> **WHAT IS ASKED**
Output each entry verbatim and exclude every picture from it.

Dataset entries
┄┄┄┄┄┄
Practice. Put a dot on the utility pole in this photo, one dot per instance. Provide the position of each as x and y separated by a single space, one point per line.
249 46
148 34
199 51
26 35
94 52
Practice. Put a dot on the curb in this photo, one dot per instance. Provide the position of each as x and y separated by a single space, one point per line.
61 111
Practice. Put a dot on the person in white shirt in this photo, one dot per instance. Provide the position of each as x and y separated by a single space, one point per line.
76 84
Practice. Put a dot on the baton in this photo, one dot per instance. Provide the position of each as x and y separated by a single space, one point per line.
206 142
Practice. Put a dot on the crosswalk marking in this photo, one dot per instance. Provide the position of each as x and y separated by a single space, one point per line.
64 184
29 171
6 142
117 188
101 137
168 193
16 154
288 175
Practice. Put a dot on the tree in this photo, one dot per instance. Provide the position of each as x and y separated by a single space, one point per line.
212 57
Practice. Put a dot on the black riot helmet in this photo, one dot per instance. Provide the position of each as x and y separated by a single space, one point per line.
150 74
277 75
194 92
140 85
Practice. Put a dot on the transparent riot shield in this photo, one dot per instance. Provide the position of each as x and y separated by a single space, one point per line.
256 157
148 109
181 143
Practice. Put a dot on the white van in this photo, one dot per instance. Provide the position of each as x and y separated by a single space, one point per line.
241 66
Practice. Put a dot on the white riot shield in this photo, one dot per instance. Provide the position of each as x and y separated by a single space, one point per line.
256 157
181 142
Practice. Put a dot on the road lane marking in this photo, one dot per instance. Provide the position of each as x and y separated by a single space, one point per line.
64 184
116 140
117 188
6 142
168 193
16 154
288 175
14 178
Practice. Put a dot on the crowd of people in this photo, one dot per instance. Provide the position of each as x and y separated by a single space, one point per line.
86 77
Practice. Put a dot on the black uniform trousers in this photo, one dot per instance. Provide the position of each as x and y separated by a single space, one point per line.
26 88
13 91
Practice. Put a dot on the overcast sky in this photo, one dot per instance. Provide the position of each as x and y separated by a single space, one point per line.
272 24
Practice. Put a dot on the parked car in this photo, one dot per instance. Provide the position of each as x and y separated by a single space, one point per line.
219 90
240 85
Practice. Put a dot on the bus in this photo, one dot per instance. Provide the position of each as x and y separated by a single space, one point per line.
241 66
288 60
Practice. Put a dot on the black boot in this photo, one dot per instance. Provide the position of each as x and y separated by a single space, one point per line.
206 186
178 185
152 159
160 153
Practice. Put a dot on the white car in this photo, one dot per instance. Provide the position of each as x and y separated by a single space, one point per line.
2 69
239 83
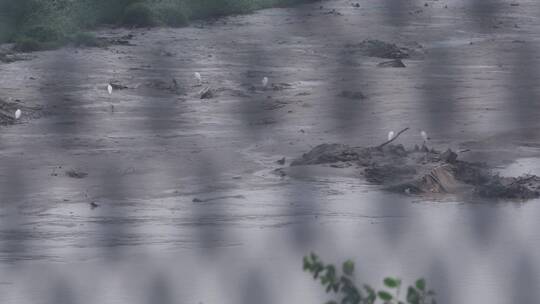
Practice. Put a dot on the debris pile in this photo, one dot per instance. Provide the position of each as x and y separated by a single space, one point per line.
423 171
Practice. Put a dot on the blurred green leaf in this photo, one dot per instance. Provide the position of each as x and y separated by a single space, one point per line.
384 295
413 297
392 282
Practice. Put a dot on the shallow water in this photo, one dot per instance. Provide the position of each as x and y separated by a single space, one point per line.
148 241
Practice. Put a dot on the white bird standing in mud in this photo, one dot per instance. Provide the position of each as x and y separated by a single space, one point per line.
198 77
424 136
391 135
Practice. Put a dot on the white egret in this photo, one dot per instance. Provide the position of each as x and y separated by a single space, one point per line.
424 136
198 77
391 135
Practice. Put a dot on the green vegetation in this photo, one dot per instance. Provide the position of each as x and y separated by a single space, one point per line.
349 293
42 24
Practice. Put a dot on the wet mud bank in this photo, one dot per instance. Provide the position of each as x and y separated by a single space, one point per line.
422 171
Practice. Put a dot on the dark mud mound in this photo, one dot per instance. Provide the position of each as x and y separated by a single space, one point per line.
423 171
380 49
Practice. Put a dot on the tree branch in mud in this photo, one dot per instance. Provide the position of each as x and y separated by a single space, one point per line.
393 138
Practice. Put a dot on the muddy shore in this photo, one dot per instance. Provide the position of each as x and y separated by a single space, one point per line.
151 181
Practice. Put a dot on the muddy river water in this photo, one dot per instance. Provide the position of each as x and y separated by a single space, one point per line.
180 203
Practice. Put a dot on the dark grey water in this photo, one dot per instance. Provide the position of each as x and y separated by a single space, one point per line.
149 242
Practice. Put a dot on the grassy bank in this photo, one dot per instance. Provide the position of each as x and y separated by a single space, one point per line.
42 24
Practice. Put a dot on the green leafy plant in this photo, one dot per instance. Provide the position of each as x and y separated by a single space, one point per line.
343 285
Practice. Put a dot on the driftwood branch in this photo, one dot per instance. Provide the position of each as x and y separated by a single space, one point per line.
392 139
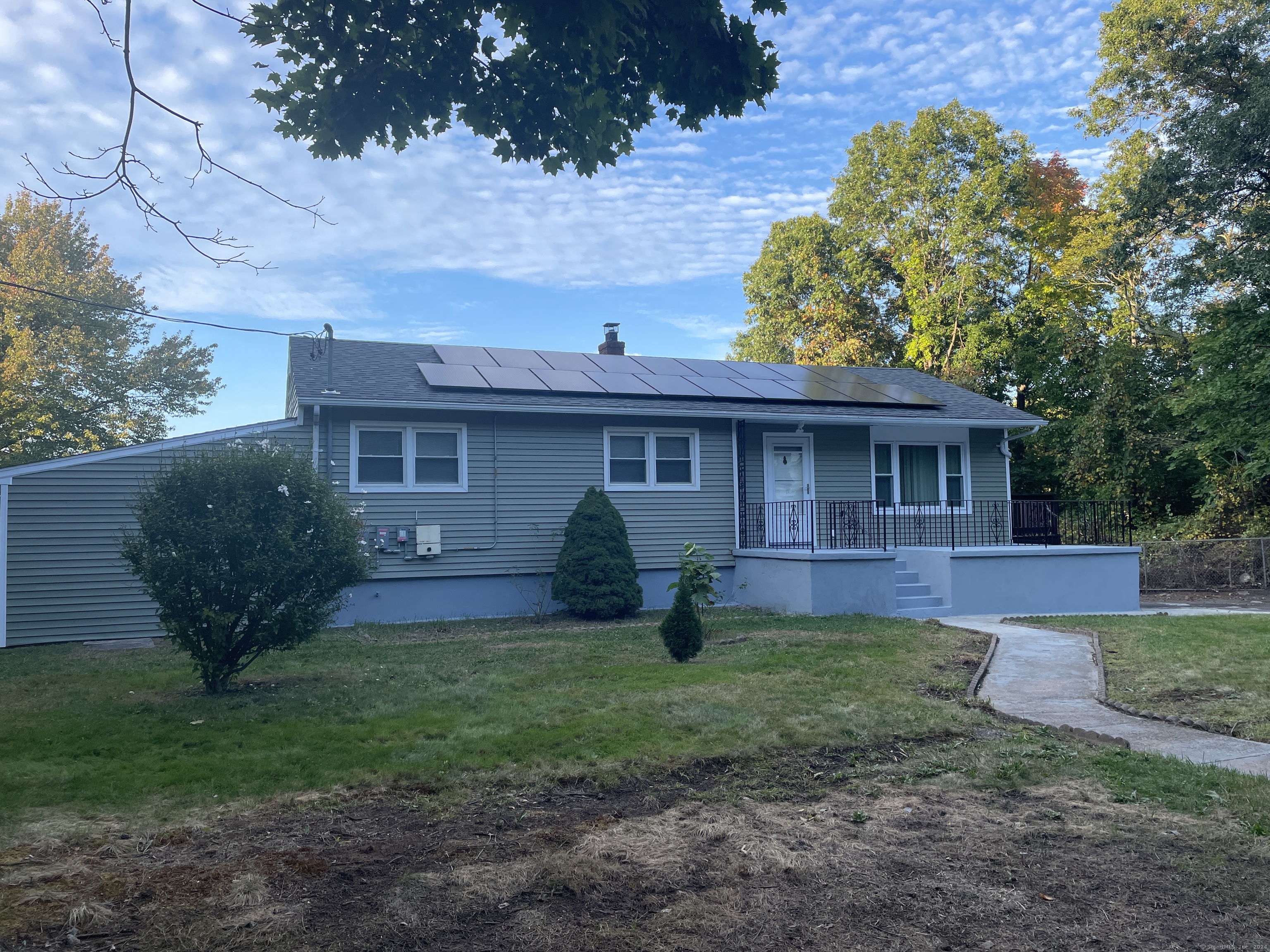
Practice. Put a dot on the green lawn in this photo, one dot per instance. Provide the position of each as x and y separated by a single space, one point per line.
┄┄┄┄┄┄
> **EXERCISE RESULT**
Practice. Put a dot on the utility pole in this photo, one dot per instance. Provide the position of each as x and y separated by a single space, one point per line.
249 46
148 34
199 51
26 35
94 52
Practice. Put a dot on the curb in this photo, one dot per instance. Provide the position of each as x and y separated by a single space, one point per line.
61 111
Practice. Put a dot on the person in white shirt in this photo, one dot per instance. Provide the position of each as x and y separated by a single space, one point per line.
76 84
Practice. Put a dot on the baton in this photo, one dot per instance. Provide the position of each as x and y separated by a single space, one point per line.
206 142
Practice. Put a dot on the crosswalk marking in this photo, one dot per instance. Provide the position of each as x and y separated by a single space, one point per line.
64 184
29 171
6 142
117 188
101 137
168 193
16 154
288 175
Practice. Put a dot on the tree in this photo, one dot per instance. Provide the position of each as x and y separated by a single space, one point per line.
212 57
Practice. Put a dot on the black riot helmet in this photo, one dot per instance. Provide the position of each as x and y separated by a single space, one point per line.
150 74
277 75
194 92
140 85
Practice. Put a dot on the transparent riot shield in this photo, one dot per instance. Provide the position of each as x and y separated by a single space, one point per line.
256 157
148 109
181 143
Practice. Put a dot on the white van in this photo, one dot per instance. Provide the position of each as x and y separated by a single space, one point per line.
241 66
Practice. Put a dot on the white riot shield in this photo, one dot per instance. Provide the position of each as x and y separated by a single space, one point per line.
256 157
181 142
Practice. Put a dot on the road lane marking in this photo, one dot per instance. Provide the position of each as x and y separated by a single space, one point per line.
64 184
116 140
117 188
6 142
168 193
16 154
288 175
14 178
Practice. Put a dot on the crowd of people in this photo, one dot per instance. Provide the position of each as x and y separated by a single space, one point per line.
86 77
Practice. Put a dot on the black uniform trousers in this photo, one dot per instance. Provide the position of each as x and y separated by a single space, one point per line.
26 88
13 91
Practice. Put a dot on the overcast sky in this photo, one dot per instance. Provide the position of each as x and y separated by a single space, one point per line.
272 24
Practice. Put a dot on the parked car in this photo, one dot per instance. Provide the position of each as x and y separated by a single space, one point per line.
219 90
240 85
Practice. Put a dot on the bus in this photo, one dot per instance. Provide the position of each as x and y separated by a single space, one point per line.
241 66
288 60
Practice. Put a dot on the black boot in this photo, one dot per instance. Provide the position of each as x and y separated by a single space, one point per line.
206 186
178 185
152 159
160 153
Practice. Put a dot on the white car in this photo, one dot per instance. Provide the position of each as x and y separated by a single space, one point per line.
2 69
239 83
Practice. Put a dot on the debris pile in this photo, one dot per instance. Provide the position of each as x and y separated by a single space, one point per line.
423 171
Practice. Put a dot on the blurred green leaf in this photo, one dot per instance. Provide the position of each as x and y separated by a single space, one point per line.
384 295
413 297
392 282
Practice. Put a dot on the shallow water in this photo, one dot per instance. Provide the position of each as x and y separated by a single space, one point per line.
148 241
Practice. Put a dot on the white bird standing in mud in this photo, one dot per instance. Provide the position of each as x and y separated by a single space, one point per line.
198 77
424 136
391 135
Practice. Put a dot on the white egret in this photo, one dot per instance. Provide the position of each as x and y separated by a single space, one point per line.
424 136
198 77
391 135
Practice. Put a dot on the green vegetation in this photo, one dot per instance. Provide the position of each as x and y separated by a single space, one point per line.
349 293
42 24
Practice. Put a dot on the wet mud bank in this photo, one dot per instance. Provide the position of each as x and y separated by a single space, one point per line.
422 171
Practice. Put a dot on the dark mud mound in this photo, one dot per instance. Provide the position of each as x and y separated by a single space, one point per line.
423 171
380 49
Practice. Put a dot on the tree branch in mud in this photo, one dot per instance. Provide the position of each as x and y separated by a single space, one point per line.
393 138
Practice. Put a dot on the muddy shore in this photo, one dot per instance. Provide the position of each as x and y separated by a single space, one point per line.
151 181
Practice. Put a dot on the muddy river water in this photo, one dot per instance. Provide the position of each as x and y separated by a single space, one point per line.
180 203
Practice. Put a dot on the dark grey water in this photo, one dot per instance. Provide the position of each as x and y separated by a single space, one point per line.
149 242
Practice. Put a dot on the grassy bank in this photo, one dot per instance. Provide the position of each as x and y separated by a single space, one point per line.
42 24
Practice. Put a dot on the green leafy plant in this photo, one dot per instance. Provide the position of each as x and y separated by a single space, one point per line.
343 285
Practice. Put a dot on the driftwood branch in this photo, one dot per instance. Provide the position of each as x and y separated by a single space, one point per line.
392 139
Practice. Put a dot on the green lawn in this photo, one dot per instance. Provide the position of each as x and y separated by a single space, one point per line.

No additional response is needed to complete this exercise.